**WHAT TO DO**. Which lines in the material contain the word "white"? Report each one in full.

**DATASET RECORDS**.
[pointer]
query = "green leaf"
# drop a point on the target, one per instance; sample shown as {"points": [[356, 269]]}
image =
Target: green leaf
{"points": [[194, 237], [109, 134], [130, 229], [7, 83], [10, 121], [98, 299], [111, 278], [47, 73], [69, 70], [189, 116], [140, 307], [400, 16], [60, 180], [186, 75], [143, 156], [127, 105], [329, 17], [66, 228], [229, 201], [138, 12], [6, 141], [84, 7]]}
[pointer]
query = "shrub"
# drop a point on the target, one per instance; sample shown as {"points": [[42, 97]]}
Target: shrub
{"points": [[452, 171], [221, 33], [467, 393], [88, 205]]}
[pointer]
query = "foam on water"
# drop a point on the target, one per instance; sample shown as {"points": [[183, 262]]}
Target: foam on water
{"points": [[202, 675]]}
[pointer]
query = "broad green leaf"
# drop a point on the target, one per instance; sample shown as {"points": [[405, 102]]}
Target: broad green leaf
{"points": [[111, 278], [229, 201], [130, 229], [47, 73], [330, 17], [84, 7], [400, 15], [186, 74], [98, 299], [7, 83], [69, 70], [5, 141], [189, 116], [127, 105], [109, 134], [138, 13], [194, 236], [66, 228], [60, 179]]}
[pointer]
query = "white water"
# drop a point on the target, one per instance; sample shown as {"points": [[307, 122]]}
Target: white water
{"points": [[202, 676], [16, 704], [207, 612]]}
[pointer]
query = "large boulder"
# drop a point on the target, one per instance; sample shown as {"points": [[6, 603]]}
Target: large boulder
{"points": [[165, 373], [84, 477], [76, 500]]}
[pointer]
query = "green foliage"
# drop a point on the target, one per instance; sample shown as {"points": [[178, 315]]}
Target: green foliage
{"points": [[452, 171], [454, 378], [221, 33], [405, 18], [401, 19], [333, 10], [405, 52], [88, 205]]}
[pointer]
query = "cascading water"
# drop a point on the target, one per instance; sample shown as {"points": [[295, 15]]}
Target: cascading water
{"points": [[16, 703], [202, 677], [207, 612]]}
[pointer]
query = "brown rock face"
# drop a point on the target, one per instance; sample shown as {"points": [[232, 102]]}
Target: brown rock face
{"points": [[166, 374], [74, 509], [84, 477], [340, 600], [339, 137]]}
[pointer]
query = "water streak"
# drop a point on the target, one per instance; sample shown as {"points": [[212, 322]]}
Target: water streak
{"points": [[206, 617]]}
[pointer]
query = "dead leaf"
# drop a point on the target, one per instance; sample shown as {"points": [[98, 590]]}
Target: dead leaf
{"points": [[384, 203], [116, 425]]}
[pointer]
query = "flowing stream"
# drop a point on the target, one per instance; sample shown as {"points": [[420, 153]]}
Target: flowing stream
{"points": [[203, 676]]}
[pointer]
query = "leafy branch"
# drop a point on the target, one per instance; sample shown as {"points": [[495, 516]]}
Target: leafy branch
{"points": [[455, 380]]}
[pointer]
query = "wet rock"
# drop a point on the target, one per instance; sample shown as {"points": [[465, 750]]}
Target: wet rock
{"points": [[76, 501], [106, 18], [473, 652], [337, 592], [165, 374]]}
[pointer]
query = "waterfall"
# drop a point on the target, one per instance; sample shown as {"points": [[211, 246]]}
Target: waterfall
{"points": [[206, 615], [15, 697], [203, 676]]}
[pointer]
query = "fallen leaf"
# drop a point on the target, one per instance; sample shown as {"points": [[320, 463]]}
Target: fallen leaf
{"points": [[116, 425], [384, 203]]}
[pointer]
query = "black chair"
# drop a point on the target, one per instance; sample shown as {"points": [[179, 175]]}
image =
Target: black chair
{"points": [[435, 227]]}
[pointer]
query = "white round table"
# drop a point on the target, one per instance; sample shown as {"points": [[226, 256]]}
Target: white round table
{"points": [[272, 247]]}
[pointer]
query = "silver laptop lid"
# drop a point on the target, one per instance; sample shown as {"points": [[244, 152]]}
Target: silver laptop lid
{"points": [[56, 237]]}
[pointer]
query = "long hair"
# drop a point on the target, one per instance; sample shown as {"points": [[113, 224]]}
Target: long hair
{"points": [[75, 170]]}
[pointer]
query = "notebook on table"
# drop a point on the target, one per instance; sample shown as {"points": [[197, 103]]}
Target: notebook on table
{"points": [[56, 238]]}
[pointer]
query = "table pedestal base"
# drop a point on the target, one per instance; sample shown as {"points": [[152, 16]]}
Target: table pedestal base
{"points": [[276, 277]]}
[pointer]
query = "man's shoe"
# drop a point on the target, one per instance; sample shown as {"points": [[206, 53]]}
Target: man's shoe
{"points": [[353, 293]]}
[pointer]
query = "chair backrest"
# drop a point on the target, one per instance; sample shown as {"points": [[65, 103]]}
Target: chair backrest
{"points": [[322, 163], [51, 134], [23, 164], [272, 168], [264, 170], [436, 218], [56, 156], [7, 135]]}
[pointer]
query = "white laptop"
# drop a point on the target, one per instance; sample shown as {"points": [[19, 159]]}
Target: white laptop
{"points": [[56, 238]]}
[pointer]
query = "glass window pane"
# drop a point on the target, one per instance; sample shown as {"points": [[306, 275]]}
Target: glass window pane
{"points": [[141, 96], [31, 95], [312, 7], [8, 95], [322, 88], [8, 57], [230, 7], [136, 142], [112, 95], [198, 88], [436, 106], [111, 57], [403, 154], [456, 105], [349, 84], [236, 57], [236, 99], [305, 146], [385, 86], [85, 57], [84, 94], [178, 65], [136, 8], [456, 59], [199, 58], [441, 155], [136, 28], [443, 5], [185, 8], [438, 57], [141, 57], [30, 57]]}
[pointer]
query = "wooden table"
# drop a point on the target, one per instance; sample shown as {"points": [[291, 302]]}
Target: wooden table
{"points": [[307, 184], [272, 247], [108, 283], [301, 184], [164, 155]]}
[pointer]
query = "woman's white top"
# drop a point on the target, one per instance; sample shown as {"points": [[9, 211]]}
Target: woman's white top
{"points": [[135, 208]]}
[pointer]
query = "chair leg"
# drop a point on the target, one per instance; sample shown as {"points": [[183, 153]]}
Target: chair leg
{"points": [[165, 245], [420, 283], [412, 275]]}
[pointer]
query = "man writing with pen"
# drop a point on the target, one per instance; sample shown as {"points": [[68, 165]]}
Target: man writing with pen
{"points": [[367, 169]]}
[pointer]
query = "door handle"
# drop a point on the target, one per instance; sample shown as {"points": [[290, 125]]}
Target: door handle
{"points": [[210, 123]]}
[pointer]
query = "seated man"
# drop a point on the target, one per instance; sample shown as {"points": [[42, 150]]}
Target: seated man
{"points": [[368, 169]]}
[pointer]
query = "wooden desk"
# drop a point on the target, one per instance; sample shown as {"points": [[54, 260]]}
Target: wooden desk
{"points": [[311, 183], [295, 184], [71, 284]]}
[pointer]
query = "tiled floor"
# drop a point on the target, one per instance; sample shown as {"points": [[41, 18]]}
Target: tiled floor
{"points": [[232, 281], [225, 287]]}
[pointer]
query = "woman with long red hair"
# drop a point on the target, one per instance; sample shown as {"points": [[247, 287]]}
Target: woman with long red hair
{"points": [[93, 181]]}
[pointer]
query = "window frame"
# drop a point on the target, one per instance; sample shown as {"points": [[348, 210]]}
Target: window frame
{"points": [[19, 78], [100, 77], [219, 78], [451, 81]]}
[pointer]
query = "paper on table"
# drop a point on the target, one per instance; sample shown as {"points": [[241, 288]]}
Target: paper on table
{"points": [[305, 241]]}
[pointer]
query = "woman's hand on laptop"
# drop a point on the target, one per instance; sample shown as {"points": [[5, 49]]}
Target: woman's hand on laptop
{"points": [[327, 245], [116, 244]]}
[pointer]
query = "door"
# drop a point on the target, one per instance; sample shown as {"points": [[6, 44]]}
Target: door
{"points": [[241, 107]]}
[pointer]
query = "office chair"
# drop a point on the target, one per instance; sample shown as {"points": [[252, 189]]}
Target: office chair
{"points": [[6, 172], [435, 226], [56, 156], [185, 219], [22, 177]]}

**EXERCISE OUTPUT**.
query = "white water"
Target: white water
query = "white round table"
Target: white round table
query = "white laptop"
Target: white laptop
query = "woman's white top"
Target: woman's white top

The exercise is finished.